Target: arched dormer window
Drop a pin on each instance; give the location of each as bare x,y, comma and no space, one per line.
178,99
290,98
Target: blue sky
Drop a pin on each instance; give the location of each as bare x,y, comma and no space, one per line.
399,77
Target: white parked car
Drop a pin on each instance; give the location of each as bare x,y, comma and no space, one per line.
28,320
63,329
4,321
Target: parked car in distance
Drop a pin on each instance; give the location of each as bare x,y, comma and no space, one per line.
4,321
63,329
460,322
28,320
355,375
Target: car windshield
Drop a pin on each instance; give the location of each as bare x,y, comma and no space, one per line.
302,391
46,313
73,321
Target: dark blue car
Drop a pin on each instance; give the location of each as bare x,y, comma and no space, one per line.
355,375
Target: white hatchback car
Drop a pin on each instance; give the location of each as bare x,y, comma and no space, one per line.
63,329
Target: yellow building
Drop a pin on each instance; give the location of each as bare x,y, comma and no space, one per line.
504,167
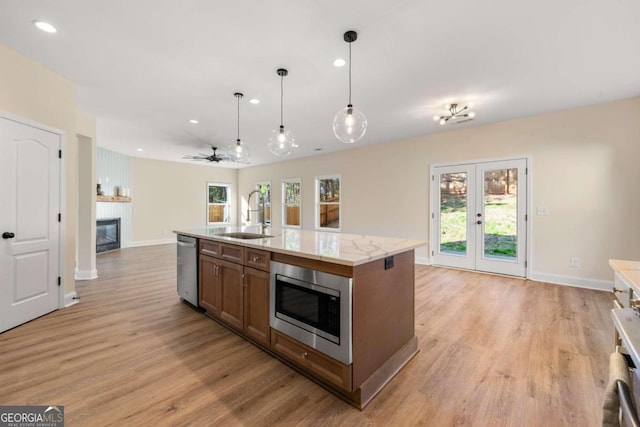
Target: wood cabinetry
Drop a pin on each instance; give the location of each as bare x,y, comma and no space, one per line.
209,295
256,304
234,287
232,293
330,370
-----
◆ **AIM OF THE EXERCISE**
Within the material above, show every line that includes "white".

◆ **RESPONSE AREA**
Target: white parked car
Target: white hatchback car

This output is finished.